Extract every row below word for word, and leave the pictures out of your answer.
─── Materials provided ───
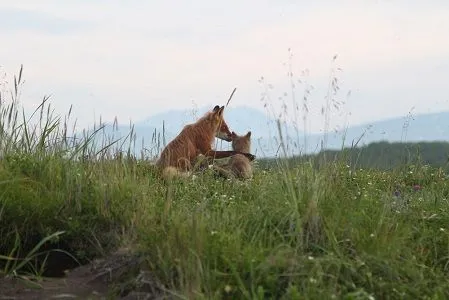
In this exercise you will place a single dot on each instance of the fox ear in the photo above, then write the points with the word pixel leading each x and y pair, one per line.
pixel 220 110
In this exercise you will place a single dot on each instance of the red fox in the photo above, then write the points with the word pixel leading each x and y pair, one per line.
pixel 239 166
pixel 196 139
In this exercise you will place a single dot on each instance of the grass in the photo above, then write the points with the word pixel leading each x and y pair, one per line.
pixel 292 232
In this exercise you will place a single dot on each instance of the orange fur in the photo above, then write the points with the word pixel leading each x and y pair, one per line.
pixel 196 139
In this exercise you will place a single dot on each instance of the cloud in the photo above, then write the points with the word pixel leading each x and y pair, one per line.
pixel 13 20
pixel 141 58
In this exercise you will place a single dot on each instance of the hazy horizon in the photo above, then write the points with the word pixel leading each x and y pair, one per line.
pixel 136 59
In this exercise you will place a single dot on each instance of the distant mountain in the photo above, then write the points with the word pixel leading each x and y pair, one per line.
pixel 154 132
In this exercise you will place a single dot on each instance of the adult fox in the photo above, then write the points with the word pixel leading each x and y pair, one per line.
pixel 238 166
pixel 180 155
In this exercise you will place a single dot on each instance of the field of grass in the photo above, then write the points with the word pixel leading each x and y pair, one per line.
pixel 292 232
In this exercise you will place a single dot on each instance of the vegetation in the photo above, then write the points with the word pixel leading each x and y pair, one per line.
pixel 298 231
pixel 381 155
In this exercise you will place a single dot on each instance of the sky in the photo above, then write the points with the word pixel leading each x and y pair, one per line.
pixel 133 59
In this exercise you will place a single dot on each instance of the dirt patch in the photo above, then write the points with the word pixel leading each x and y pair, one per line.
pixel 119 276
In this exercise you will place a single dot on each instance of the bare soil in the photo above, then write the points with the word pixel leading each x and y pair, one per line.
pixel 118 276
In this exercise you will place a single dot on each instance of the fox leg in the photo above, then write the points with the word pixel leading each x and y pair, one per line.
pixel 223 171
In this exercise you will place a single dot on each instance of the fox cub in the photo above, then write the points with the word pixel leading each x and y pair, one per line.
pixel 238 166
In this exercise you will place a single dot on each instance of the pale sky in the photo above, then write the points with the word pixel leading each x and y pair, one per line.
pixel 135 58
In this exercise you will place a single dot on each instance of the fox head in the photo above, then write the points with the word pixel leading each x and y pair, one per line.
pixel 241 143
pixel 223 131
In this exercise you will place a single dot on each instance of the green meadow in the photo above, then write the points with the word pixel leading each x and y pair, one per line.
pixel 302 228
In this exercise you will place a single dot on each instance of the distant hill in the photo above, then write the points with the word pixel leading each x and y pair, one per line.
pixel 153 131
pixel 380 155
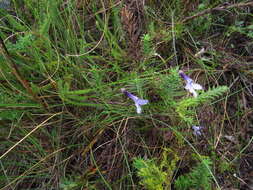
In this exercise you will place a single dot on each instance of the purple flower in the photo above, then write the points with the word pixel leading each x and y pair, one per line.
pixel 137 101
pixel 197 130
pixel 191 86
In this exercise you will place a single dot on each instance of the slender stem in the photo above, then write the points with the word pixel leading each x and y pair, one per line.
pixel 18 75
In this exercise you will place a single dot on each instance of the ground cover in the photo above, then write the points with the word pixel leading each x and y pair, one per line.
pixel 110 94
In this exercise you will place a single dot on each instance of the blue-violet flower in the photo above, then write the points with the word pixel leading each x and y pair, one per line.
pixel 191 86
pixel 197 130
pixel 137 101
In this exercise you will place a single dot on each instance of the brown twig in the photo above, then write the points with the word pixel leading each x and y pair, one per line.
pixel 218 8
pixel 18 75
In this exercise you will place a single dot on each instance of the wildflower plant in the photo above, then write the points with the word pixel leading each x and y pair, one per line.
pixel 138 102
pixel 191 86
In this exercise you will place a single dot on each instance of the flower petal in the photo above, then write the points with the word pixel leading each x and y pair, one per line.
pixel 196 86
pixel 138 108
pixel 142 102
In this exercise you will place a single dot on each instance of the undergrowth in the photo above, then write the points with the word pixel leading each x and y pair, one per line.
pixel 65 123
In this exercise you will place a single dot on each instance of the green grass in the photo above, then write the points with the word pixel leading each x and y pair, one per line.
pixel 65 124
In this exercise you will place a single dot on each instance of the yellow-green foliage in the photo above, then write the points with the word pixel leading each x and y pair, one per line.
pixel 199 178
pixel 157 176
pixel 185 108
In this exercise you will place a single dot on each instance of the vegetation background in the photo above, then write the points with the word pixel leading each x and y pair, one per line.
pixel 65 124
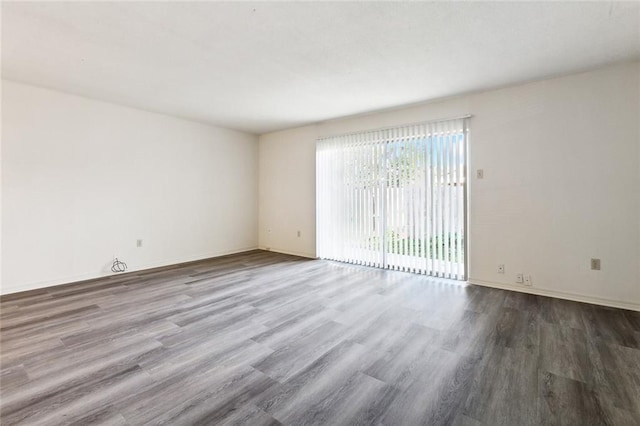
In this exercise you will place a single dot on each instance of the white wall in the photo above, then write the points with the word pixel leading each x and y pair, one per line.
pixel 561 161
pixel 82 180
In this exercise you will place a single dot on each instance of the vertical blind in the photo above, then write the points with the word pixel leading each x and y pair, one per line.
pixel 395 198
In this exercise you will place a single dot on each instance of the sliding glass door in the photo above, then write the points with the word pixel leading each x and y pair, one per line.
pixel 395 198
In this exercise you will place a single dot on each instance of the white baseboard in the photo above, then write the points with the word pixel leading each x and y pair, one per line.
pixel 136 268
pixel 559 295
pixel 292 253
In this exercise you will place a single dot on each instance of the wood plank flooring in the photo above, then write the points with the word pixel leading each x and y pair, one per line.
pixel 261 338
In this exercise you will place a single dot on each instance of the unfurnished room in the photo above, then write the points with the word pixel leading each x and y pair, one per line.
pixel 328 213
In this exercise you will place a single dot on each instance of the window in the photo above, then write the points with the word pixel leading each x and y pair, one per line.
pixel 395 198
───
*Task answer*.
In this exercise you will place a single dot on each instance of the fox ear in the photo above, then write the points with the word pixel leading each x and y pair, one per line.
pixel 220 110
In this exercise you will place a single dot on each instance of the red fox in the photo above, then write the points with the word pixel leading each x and y pair, one per line.
pixel 239 166
pixel 196 139
In this exercise you will place a single dot on each instance of the grass in the photo above, then write the points with the word pixel leading each x and y pair, one per line.
pixel 292 232
In this exercise you will place a single dot on each instance of the orange fur in the photo above, then write the points with the word pixel leading each x and y pair, one per line.
pixel 196 139
In this exercise you will place a single dot on each instance of the cloud in the photo above, then write the points with the word pixel leading each x and y pair, one per line.
pixel 13 20
pixel 141 58
In this exercise you will place a single dot on each instance of the hazy horizon in the photo above, then write the points with the word pixel leading each x and y pair, one per line.
pixel 136 59
In this exercise you will place a single dot on each instance of the distant mountain in the photo above, then write the points with the word pixel leading each x and y pair, one per line.
pixel 154 132
In this exercise you will place a single dot on each instance of the adult fox in the photo above, then write the points with the word pixel leading each x and y pair, one per line.
pixel 238 166
pixel 180 155
In this exercise you will place a single dot on each instance of the field of grass in the photo above, then write the points with the word pixel leading each x and y pair, one per line.
pixel 292 232
In this exercise you will place a single dot on each instance of the vegetation in the photo above, then write the points with the word pixel leading each x and y pair, one per line.
pixel 298 231
pixel 381 155
In this exercise you will place a single dot on each instance of the sky in the photo above, then write the points with the word pixel leading each x and y pair, one per line.
pixel 133 59
In this exercise you will place a single dot on each instance of the dirt patch in the photo above, then write the points with the word pixel leading each x and y pair, one per line.
pixel 119 276
In this exercise you will place a single dot on each instance of the bare soil in the photo above, then write the points with the word pixel leading each x and y pair, one per line.
pixel 118 276
In this exercise you will place a single dot on each instance of the fox leg in the photo above, then write the points with the word pixel leading each x and y pair, one per line.
pixel 223 171
In this exercise you will place a single dot on each instance of the fox cub in the photo above, then write the points with the word pixel leading each x and y pair, one per line.
pixel 238 166
In this exercise you will place a single dot on each instance of the pale sky in the photo above, then write the points with the word pixel leading each x and y pair, one per line.
pixel 135 58
In this exercise you will place a single dot on each instance of the fox head in the photo above, then write the points with the word pixel leading each x and y pair, one per line.
pixel 241 143
pixel 223 131
In this exercise you will place a single dot on each instance of the green meadow in the photo above, then write the points with the word pixel leading each x and y pair, one per line.
pixel 302 228
In this exercise you will place a single dot on each instance of the distant hill in the photo above, then write the points with the word pixel leading each x and y pair, one per line.
pixel 153 131
pixel 380 155
In this exercise you will place a single dot on each instance of the purple flower in the photo above, then write the points with the word pixel leading each x and y pair, one per line.
pixel 137 101
pixel 197 130
pixel 191 86
In this exercise you will place a single dot on each instance of the slender stem in the photo above, then write the points with the word pixel leading each x and y pair, one per line.
pixel 18 75
In this exercise you will place a single dot on each instance of the ground cover in the photo above, then write the points with the word pixel leading each x and y pair, one per line.
pixel 110 94
In this exercise you will place a single dot on each instance of the blue-violet flower in the photo above, then write the points with the word pixel leading each x and y pair, one per line.
pixel 191 86
pixel 197 130
pixel 137 101
In this exercise you will place a single dot on each instance of the brown twig in the photo above, then write the points with the word pixel leading each x and y pair, one per line.
pixel 218 8
pixel 18 75
In this exercise you will place a single dot on each instance of the wildflower plant in the photo above, then write the points with the word pixel leading each x and y pair, one per line.
pixel 138 102
pixel 191 86
In this exercise you will place a single dot on each instance of the flower petal in the photo above, then write the points with the word pixel leading each x and y pair, one per line.
pixel 196 86
pixel 138 108
pixel 142 102
In this exercise you will place a single dot on each instance of the undergrowth in the photo above, then write the points with the word pixel leading each x and y pair, one per line.
pixel 65 123
In this exercise you will place a single dot on each instance of the green grass in the photo above, then write the points with the word pixel leading each x and y pair, one per line.
pixel 65 124
In this exercise you will place a single dot on each instance of the yellow-green foliage in the photo above, then write the points with the word pixel leading each x and y pair, one per line.
pixel 199 178
pixel 157 176
pixel 185 108
In this exercise you will place a single dot on each instance of the vegetation background in the photo above, then write the points with the word pixel leading each x and y pair, one per line.
pixel 65 124
In this exercise you will place a single dot on each instance of the white wall in the photo above, then write the points with the word pixel leading each x and y pair, one per line.
pixel 561 161
pixel 82 180
In this exercise you will place a single dot on each instance of the vertical blind in the photo above, then write the points with the word pixel leading each x and y pair, one per line.
pixel 395 198
In this exercise you will place a single dot on each instance of the sliding glass door in the photo above, then write the points with the word pixel leading each x and y pair, one per line.
pixel 395 198
In this exercise you will place a single dot on each instance of the white baseboard in the photo above, then write the points with the word pixel leading each x and y pair, one per line.
pixel 136 268
pixel 559 295
pixel 292 253
In this exercise you will place a single dot on each instance of the wood plank flooring in the photo above, then write the points with the word pixel leading each x and y pair, one per line.
pixel 261 338
In this exercise you will place a single dot on each instance of the unfurnished room in the photo above, then write the points with the word pixel leading each x and y pair, one per line.
pixel 328 213
In this exercise you will place a single dot on each instance of the window in the photo above, then write the points with the word pixel leading each x and y pair, one per line.
pixel 395 198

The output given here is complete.